* Task requirements
In the antelope hunt article, turn the paragraph that starts "Astronauts Jim Lovell and Frank Borman" into a short bulleted list that keeps its main facts.

Famous actors, astronauts, and sportsmen have been featured at the Lander One Shot Antelope Hunt, coming up later this month, but a hunt 25 years ago by then-Gov. Jim Geringer was one of the most unusual ever.
Astronauts Jim Lovell and Frank Borman, actors Roy Rogers and Larry Hagman, sportsmen like Joe Foss and Chuck Yeager, and others have annually populated the event. Locals justifiably call it the Super Bowl of Shooting Sports.
As the long-time One Shot Hunt historian and official photographer, there are not many people who have attended as many One Shot Antelope Hunt events as me. But one of the craziest ones occurred 25 years about right now.
It was a hunt that then- Gov. Jim Geringer will never forget.
I accompanied Geringer on his hunt and it was a doozy.
He was using his son-in-law’s loads and perhaps over-estimated their power. When he aimed at his antelope, it started moving and when he led it, he shot it but only wounded it. The buck ran over the hill. What to do now?
Normally, the guides get back into the four-wheel drive vehicles and try to track the animal. Pronghorn Antelope are the swiftest animals in North America, capable of running 60 mph, and there is no way a human can stalk one on foot.
Until this Saturday.
Stalking Antelope On Foot?
Geringer told his guides Bill Gustin and Travis Moffat that he would take off on foot and he encouraged them to go find a buck for his hunting partner, the former Texas Ranger Joaquin Jackson of Alpine, Tex.
It took Jackson, a tall rangy, slow-talking feller, just 29 minutes to bag his antelope with one shot from about 300 yards near Silver Creek. Then Gustin and I took off to find the governor.
We were occasionally able to talk by cell phone and once in a while, we would see him walking along the tops of the high hills and ridges. After a while, we were able to drive up and meet with him. He had been on his own for over an hour by then and had walked up and down hills four miles from his original starting point.

* Dataset entries

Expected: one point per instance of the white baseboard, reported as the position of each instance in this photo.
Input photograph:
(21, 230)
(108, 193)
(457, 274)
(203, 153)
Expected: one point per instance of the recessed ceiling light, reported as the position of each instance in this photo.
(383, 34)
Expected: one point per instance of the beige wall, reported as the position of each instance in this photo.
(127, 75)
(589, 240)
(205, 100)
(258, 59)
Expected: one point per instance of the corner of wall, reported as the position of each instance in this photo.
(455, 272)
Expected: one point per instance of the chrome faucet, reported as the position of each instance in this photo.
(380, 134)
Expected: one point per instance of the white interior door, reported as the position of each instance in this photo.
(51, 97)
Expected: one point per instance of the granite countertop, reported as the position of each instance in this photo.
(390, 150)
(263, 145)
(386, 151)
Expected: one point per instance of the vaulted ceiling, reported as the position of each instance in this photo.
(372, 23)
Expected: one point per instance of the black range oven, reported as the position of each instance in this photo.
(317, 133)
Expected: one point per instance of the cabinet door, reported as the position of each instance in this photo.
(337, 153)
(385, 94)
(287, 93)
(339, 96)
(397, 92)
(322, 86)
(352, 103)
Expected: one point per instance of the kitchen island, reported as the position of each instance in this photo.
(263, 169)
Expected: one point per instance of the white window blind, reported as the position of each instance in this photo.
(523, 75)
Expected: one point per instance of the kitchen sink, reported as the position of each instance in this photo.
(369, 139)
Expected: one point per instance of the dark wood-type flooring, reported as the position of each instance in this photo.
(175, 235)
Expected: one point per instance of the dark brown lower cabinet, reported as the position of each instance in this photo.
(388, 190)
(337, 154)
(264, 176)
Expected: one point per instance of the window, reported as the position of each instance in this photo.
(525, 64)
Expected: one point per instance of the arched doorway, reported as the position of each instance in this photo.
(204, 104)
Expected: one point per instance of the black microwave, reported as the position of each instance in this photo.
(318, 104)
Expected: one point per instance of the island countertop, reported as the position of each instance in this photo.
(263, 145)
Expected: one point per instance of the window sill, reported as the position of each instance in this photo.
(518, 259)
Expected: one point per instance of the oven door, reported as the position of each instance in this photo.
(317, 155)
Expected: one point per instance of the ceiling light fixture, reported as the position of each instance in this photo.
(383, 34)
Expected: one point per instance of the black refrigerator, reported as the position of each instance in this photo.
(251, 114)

* Worked solution
- Astronauts Jim Lovell and Frank Borman have come to the event.
- So have actors Roy Rogers and Larry Hagman.
- Sportsmen such as Joe Foss and Chuck Yeager have also taken part, along with others, every year.
- Locals call it the Super Bowl of Shooting Sports.